● **Reading passage**:
The book’s author is Booker Wright’s granddaughter, Yvette Johnson, and I found out about her and her work through Sherry Rankins-Robertson, who was Johnson’s teacher at the University of Arkansas. In fact, I think Johnson began work on this project in Sherry’s class. Whatever the case, it is a book that I will cherish and that you will want to read because Johnson’s journey to recover her grandfather is so compelling: honest, fresh, passionate, and based on over six years of intense research.
I’ll admit to being an “opening sentence” nut: I always go to the first sentence in any book or article and mull it over, read it aloud, see how it feels in my mouth, and determine whether it gets a thumbs up. This first sentence—“Booker Wright was a difficult man to know”—definitely got a thumbs up. Short, direct, and slightly mysterious, the sentence impels me forward into Johnson’s (and Wright’s) story. We learn that her research started when she discovered that her grandfather had been in a hotly controversial NBC News program in 1966, where he talked openly about racist encounters he had faced during his years of waiting tables at a “whites only” restaurant. As Johnson says, her grandfather “did the unthinkable,” which was to describe what life was like for a black man in Mississippi in the Sixties.
But who was this grandfather, who waited tables in one part of town at Lusco’s, ran his own business called Booker’s Place in the Black neighborhood, appeared on TV, became an icon of the civil rights movement—and was murdered by a drunk customer in 1973?
Johnson takes a long, hard, unflinching, and loving look at the many selves of Booker and especially at the town of Greenwood, deep in the Mississippi Delta. Her depiction of the town is rich in detail, stinging in its reflection of the racial tension and deep-seated bigotry of the white community and the struggles and constant humiliations of the Black community. We see Greenwood through both Johnson’s and Booker Wright’s eyes, a small town of enormous complexity. We learn of Wright’s search for his mother, whom he believed had never wanted him, and of the complicated relationship between Johnson and her own parents. And we see her come to terms with them, and with Booker, and with Greenwood. It’s a cliché to say this, but it’s also true: once I started reading, I could not stop until I turned the last page.
Today, Yvette Johnson is a filmmaker, public speaker, and director of the Booker Wright Literacy Project, a foundation aimed at supporting literacy efforts in the Mississippi Delta and beyond. But her work on The Song and the Silence began in a writing class with a teacher who cared about her and her subject, and who supported her research and her steps toward publication. When we enter out writing classes, we always need to know that there is likely an Yvette Johnson there, just waiting for the gift of “coming to voice” that writing classes provide for so many students. So, as always, bravo, brava, to writing teachers everywhere.

● **Set problem**:
From the book review above, return the passage starting at "I’ll admit to" and ending at "in the Sixties.", copied word for word.

● **Dataset extract**:

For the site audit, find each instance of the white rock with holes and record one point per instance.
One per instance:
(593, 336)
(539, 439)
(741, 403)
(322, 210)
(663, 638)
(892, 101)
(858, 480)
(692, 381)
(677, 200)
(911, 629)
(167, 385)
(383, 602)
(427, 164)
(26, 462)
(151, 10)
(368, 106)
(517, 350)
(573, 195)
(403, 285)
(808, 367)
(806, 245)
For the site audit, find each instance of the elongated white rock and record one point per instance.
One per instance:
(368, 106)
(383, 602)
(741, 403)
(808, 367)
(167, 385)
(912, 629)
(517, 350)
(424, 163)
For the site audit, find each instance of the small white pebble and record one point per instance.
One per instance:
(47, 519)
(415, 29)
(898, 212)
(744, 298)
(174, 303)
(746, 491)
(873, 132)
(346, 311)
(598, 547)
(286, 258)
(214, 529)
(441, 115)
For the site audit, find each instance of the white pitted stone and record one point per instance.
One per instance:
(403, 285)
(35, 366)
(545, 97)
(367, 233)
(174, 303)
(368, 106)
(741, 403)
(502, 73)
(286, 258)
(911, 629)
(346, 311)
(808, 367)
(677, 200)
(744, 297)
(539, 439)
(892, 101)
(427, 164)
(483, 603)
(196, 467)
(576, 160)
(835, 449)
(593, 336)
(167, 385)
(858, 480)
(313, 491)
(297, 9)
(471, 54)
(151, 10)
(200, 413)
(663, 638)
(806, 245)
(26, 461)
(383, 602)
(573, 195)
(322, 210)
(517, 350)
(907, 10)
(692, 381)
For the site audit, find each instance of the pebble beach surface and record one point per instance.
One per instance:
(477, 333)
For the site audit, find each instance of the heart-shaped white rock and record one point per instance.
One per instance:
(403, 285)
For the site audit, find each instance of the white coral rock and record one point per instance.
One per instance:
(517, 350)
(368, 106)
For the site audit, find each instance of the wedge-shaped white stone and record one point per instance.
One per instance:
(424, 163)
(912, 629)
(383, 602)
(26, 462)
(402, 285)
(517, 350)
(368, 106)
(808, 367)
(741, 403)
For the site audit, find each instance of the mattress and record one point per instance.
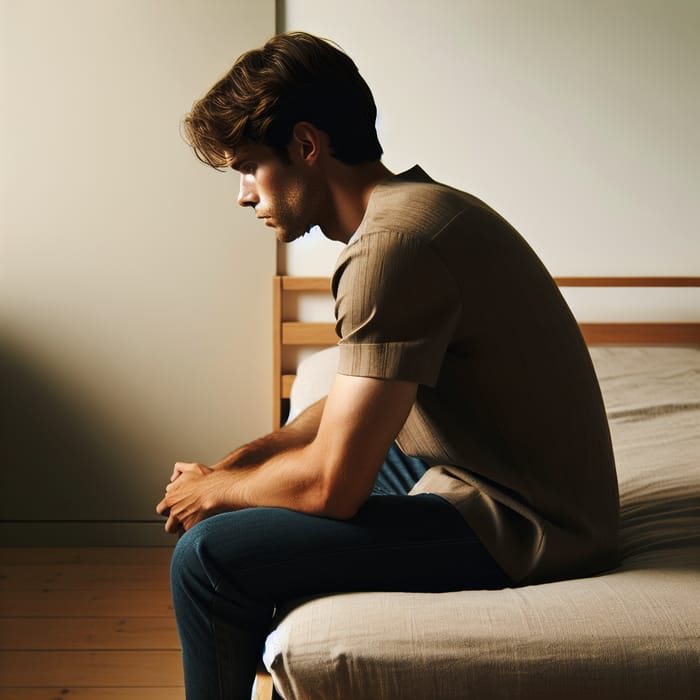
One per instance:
(630, 633)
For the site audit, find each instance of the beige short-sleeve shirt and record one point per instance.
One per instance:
(435, 287)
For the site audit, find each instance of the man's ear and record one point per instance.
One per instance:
(307, 141)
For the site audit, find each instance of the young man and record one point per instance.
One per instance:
(454, 341)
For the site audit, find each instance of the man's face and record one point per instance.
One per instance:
(281, 193)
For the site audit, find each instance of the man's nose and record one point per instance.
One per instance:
(247, 195)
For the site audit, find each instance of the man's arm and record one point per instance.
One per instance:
(330, 475)
(301, 431)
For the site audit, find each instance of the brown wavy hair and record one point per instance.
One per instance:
(294, 77)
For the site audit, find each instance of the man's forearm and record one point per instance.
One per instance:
(298, 433)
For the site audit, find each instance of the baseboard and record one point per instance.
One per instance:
(84, 534)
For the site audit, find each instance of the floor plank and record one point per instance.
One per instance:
(63, 693)
(90, 668)
(126, 556)
(57, 603)
(35, 634)
(90, 624)
(92, 576)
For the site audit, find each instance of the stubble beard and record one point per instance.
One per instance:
(291, 213)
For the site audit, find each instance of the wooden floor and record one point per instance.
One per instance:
(88, 623)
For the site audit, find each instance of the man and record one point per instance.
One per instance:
(454, 340)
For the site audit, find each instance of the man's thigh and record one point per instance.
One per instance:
(394, 543)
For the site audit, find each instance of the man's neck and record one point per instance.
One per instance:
(350, 188)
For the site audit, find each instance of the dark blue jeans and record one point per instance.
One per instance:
(230, 572)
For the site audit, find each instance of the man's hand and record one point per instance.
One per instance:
(189, 497)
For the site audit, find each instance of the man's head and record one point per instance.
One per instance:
(293, 78)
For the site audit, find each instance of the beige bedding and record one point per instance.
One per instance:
(630, 633)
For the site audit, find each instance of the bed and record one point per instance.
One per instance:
(633, 632)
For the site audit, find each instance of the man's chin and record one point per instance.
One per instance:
(287, 236)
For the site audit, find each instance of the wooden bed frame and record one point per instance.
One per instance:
(292, 333)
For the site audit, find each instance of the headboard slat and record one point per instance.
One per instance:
(292, 333)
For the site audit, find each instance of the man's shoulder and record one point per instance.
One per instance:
(414, 204)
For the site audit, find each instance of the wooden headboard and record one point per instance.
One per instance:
(289, 332)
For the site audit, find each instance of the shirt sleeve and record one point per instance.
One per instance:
(396, 308)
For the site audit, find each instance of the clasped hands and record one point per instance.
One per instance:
(189, 497)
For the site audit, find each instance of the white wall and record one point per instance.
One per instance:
(576, 120)
(135, 297)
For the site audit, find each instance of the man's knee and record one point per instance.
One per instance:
(188, 567)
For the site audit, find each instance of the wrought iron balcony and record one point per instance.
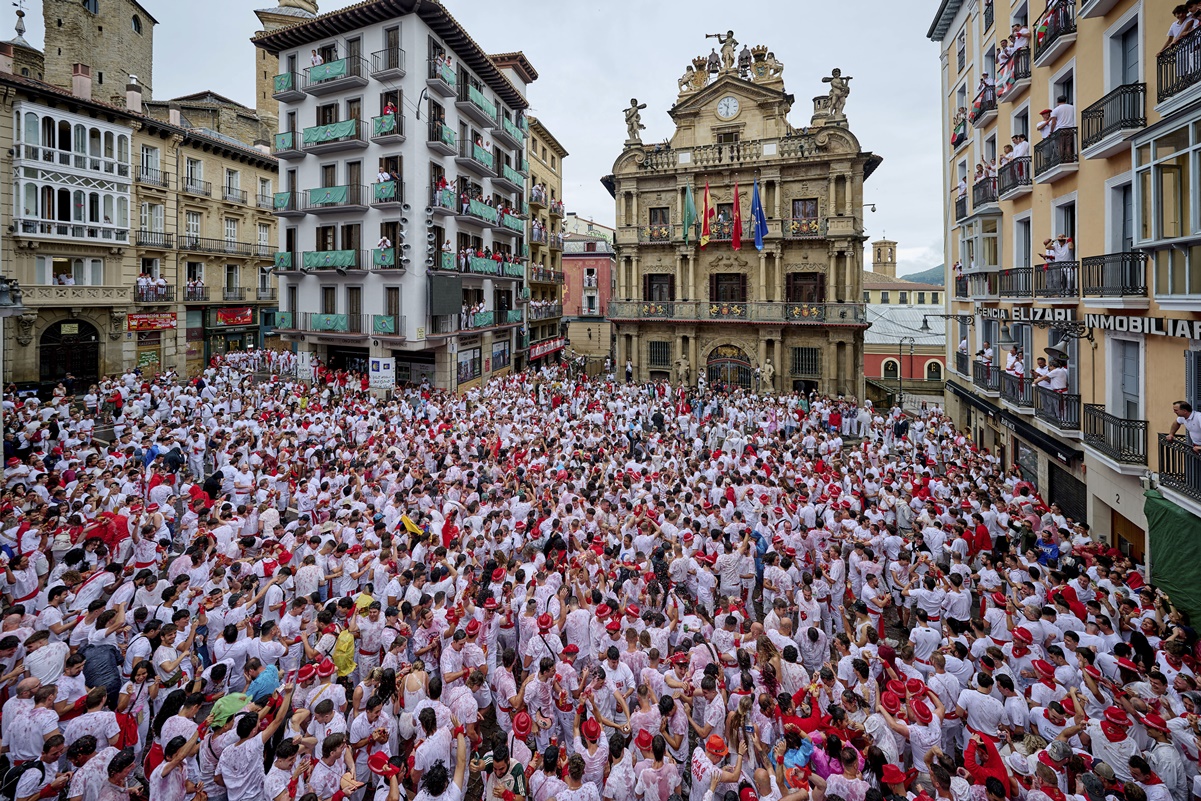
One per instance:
(1113, 117)
(1178, 66)
(1059, 410)
(151, 177)
(800, 314)
(1056, 280)
(1118, 438)
(154, 293)
(1058, 31)
(984, 107)
(986, 376)
(962, 364)
(1113, 275)
(1014, 177)
(984, 192)
(1056, 155)
(1017, 282)
(1179, 466)
(1017, 390)
(388, 64)
(156, 239)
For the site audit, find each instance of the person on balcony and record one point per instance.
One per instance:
(1190, 420)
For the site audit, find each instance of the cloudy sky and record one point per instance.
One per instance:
(593, 57)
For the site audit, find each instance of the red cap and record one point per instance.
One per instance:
(590, 729)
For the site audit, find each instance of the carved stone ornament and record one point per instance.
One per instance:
(25, 327)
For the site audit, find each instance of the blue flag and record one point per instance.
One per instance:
(758, 219)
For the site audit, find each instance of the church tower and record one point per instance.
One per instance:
(884, 257)
(267, 66)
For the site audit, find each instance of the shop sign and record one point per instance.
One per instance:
(151, 322)
(1188, 329)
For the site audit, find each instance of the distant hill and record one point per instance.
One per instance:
(933, 275)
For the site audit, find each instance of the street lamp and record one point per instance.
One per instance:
(901, 366)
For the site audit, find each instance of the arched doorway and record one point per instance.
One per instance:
(729, 366)
(70, 346)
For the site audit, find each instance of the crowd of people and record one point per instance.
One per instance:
(561, 589)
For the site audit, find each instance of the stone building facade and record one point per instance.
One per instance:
(117, 37)
(790, 312)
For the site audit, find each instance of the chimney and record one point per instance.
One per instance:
(133, 95)
(81, 81)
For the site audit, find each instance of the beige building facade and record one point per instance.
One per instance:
(136, 243)
(790, 312)
(1082, 251)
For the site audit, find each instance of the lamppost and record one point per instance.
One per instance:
(901, 368)
(10, 306)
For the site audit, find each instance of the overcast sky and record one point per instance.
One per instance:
(593, 57)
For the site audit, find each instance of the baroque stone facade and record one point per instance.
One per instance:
(782, 317)
(117, 37)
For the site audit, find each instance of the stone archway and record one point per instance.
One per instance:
(69, 346)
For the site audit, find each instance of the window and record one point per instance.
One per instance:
(659, 288)
(659, 353)
(806, 362)
(61, 270)
(728, 287)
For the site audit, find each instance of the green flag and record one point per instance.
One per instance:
(689, 213)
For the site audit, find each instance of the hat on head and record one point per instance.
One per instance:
(716, 746)
(590, 729)
(378, 764)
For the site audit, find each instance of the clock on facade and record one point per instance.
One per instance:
(727, 107)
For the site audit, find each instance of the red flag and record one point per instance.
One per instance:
(736, 234)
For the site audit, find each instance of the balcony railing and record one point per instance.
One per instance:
(1179, 67)
(817, 314)
(1017, 390)
(196, 186)
(1121, 440)
(151, 177)
(1058, 23)
(89, 231)
(1061, 410)
(1122, 109)
(1113, 275)
(984, 105)
(986, 376)
(388, 61)
(1017, 282)
(1013, 174)
(1056, 280)
(154, 293)
(984, 192)
(1179, 466)
(962, 363)
(802, 227)
(159, 239)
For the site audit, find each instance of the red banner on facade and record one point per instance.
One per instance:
(151, 322)
(243, 316)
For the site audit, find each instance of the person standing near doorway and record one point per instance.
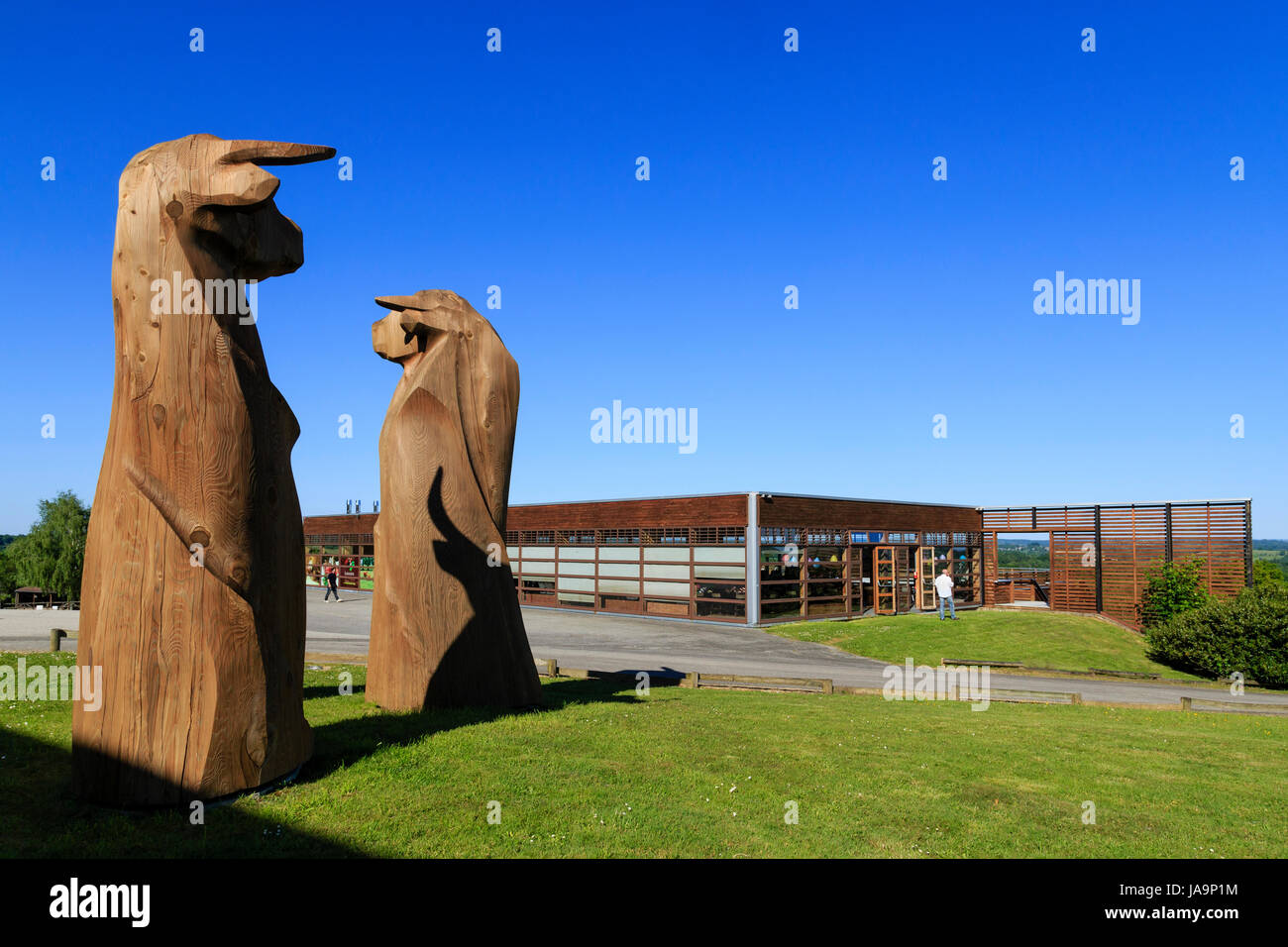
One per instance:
(944, 591)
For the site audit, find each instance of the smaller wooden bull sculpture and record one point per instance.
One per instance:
(446, 628)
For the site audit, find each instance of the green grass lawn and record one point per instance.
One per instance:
(707, 774)
(1043, 639)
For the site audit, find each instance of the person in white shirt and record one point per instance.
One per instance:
(944, 590)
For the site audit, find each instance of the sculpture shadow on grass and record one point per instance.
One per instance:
(492, 647)
(42, 818)
(344, 742)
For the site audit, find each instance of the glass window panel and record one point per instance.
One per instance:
(719, 571)
(678, 589)
(619, 586)
(780, 591)
(657, 571)
(618, 569)
(666, 554)
(619, 553)
(730, 590)
(719, 554)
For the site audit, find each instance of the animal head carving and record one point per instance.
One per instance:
(219, 201)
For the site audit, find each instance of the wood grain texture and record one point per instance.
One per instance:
(446, 628)
(202, 664)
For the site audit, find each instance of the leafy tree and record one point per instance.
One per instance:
(8, 571)
(1247, 634)
(1171, 589)
(1266, 574)
(53, 554)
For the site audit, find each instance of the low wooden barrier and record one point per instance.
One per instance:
(1199, 703)
(750, 682)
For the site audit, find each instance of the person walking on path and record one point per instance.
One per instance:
(944, 590)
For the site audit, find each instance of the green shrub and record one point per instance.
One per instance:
(1247, 634)
(1172, 589)
(1267, 574)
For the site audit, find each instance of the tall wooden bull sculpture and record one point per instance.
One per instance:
(446, 628)
(193, 596)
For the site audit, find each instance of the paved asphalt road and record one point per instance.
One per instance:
(622, 643)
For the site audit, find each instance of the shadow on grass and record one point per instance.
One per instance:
(344, 742)
(312, 693)
(42, 818)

● **Response to this task**:
I’ll admit to being an “opening sentence” nut: I always go to the first sentence in any book or article and mull it over, read it aloud, see how it feels in my mouth, and determine whether it gets a thumbs up. This first sentence—“Booker Wright was a difficult man to know”—definitely got a thumbs up. Short, direct, and slightly mysterious, the sentence impels me forward into Johnson’s (and Wright’s) story. We learn that her research started when she discovered that her grandfather had been in a hotly controversial NBC News program in 1966, where he talked openly about racist encounters he had faced during his years of waiting tables at a “whites only” restaurant. As Johnson says, her grandfather “did the unthinkable,” which was to describe what life was like for a black man in Mississippi in the Sixties.